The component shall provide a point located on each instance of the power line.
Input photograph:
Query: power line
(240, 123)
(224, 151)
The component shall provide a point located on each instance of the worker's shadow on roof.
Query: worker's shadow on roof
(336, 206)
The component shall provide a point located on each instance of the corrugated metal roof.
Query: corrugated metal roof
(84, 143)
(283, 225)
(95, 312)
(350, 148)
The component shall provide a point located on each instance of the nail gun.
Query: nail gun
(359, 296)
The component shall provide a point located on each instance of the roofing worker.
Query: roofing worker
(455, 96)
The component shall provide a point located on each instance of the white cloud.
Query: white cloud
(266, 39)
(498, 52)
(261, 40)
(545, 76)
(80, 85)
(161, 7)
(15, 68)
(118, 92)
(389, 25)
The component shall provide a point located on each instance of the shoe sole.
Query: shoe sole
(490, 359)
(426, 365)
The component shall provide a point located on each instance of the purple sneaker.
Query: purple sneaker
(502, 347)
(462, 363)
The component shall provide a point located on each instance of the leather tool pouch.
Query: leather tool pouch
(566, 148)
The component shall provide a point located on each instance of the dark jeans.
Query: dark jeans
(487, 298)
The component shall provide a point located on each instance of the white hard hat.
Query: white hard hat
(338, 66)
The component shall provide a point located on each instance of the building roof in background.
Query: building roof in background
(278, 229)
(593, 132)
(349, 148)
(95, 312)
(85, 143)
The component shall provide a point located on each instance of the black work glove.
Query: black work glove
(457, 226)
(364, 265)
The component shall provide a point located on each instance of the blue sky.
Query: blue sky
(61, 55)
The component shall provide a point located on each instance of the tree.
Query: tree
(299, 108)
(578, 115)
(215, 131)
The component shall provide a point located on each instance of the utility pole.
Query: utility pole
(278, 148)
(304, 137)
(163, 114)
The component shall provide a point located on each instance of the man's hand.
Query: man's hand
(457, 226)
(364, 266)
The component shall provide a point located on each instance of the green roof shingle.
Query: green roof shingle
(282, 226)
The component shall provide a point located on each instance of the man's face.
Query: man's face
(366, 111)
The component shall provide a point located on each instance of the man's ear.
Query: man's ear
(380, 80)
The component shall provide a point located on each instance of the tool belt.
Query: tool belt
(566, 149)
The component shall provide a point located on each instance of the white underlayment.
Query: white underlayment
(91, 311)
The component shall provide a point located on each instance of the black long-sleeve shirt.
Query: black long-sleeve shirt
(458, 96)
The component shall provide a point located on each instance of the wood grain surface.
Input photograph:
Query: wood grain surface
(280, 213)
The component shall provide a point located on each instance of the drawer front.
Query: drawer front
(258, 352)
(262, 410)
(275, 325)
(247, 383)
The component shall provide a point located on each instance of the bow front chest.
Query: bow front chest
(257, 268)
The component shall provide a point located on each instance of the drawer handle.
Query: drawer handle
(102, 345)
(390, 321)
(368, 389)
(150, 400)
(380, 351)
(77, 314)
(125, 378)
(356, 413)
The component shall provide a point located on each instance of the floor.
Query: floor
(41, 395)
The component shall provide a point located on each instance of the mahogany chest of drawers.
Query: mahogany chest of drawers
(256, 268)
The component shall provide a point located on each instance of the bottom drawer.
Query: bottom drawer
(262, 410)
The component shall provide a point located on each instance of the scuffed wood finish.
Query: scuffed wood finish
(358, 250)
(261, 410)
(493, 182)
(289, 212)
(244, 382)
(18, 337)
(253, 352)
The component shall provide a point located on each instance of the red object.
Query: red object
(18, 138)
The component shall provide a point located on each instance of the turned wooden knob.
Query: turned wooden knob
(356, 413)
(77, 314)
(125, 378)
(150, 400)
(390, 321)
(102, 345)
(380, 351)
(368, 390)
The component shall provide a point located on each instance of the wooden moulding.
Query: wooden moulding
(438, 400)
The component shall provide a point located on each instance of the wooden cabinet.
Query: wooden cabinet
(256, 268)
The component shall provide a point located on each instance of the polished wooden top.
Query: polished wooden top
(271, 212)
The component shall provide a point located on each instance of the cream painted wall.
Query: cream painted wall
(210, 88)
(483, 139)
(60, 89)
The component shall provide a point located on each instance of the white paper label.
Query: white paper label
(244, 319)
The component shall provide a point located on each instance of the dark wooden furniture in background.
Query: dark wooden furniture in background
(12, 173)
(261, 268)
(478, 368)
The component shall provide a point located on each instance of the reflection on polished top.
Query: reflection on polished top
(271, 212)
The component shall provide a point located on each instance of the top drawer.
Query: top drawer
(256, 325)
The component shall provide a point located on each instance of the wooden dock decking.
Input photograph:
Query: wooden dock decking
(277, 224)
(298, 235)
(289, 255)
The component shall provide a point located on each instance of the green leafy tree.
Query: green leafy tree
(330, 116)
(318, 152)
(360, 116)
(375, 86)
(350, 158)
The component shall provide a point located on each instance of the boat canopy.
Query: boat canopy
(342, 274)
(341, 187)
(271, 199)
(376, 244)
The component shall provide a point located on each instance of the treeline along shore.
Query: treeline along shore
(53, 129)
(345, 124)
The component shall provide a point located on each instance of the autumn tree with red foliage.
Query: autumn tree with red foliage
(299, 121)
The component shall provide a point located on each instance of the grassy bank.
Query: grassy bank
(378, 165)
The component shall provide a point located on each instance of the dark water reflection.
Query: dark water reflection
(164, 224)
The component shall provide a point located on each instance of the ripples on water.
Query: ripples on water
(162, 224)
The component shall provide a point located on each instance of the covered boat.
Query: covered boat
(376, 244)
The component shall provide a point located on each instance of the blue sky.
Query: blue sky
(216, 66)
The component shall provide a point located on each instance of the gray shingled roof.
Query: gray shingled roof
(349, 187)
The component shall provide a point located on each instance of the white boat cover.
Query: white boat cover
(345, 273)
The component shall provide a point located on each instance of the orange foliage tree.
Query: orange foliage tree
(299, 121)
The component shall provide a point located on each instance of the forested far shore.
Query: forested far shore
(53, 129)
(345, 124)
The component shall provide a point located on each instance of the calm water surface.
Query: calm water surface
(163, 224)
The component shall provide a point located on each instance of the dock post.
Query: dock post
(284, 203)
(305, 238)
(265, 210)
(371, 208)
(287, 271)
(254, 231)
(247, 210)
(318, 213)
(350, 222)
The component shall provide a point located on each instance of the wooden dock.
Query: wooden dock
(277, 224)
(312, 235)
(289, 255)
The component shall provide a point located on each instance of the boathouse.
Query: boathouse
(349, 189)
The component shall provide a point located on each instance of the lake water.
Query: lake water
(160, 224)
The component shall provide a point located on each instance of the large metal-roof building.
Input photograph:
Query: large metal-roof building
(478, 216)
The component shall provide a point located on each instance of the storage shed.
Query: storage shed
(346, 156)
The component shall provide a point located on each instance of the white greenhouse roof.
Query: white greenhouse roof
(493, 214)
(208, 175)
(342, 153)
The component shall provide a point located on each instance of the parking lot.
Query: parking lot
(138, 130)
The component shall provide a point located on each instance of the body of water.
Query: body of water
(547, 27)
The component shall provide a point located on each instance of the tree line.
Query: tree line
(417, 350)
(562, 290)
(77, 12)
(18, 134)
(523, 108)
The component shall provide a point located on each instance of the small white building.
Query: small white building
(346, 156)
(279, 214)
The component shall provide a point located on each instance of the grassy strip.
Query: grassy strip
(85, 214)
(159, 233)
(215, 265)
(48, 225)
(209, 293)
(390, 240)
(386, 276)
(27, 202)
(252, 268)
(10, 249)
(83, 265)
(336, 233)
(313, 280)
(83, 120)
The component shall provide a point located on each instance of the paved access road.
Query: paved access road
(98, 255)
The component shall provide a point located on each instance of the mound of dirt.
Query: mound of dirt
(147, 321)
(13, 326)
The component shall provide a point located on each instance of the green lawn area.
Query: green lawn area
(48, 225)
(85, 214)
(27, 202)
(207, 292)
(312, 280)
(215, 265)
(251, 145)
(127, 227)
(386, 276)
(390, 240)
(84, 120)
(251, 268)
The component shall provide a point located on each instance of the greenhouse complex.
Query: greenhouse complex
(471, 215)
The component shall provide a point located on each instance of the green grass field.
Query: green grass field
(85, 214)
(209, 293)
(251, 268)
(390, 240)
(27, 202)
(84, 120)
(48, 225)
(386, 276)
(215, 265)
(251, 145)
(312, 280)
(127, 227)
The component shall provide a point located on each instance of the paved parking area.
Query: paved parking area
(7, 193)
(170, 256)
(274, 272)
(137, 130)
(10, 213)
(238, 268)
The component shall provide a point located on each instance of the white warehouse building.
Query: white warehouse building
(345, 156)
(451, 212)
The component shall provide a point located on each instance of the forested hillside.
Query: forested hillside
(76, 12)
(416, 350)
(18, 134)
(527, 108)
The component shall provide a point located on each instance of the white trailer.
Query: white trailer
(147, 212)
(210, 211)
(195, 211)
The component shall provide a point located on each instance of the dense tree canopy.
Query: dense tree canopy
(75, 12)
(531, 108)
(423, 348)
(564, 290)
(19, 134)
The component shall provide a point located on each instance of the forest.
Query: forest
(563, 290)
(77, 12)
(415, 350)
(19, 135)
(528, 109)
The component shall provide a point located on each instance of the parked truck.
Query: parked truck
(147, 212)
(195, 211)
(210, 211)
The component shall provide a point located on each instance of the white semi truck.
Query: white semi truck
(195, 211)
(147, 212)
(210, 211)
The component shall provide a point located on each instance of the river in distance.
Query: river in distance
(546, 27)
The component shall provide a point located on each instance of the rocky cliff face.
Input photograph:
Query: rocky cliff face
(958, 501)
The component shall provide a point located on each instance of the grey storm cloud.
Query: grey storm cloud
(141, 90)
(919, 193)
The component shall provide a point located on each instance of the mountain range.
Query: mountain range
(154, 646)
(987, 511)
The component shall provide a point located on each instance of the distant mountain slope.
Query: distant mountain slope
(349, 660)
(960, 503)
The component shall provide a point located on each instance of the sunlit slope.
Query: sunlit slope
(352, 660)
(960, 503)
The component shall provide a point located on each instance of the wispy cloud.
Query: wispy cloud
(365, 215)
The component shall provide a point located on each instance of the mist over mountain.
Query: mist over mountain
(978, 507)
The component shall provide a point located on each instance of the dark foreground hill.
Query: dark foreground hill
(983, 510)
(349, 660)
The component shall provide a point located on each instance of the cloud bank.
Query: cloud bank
* * * * * * * * *
Written problem
Every line from the one containing "the mountain range." through the end of the entries above must be echoed exactly, with both ends kept.

Task result
The component shall provide a point located on each instance of the mountain range.
Query: mountain range
(154, 646)
(987, 511)
The component shall provide a point located on each instance of the distant mountain slope.
Query: distant mountain slope
(349, 660)
(960, 503)
The component shall provide a point located on each instance of the sunlit slope.
Query: sunlit slope
(352, 660)
(960, 503)
The component shall provide a point located on each instance of the wispy cloud.
Query: wispy cloud
(365, 215)
The component shall provide a point located on each instance of the mist over mountain.
Query: mist over mountain
(978, 507)
The component shall provide a point located on each instance of the dark foreground hill.
Query: dark foreground hill
(983, 510)
(349, 660)
The component shall provide a point located on each instance of the cloud bank.
Query: cloud bank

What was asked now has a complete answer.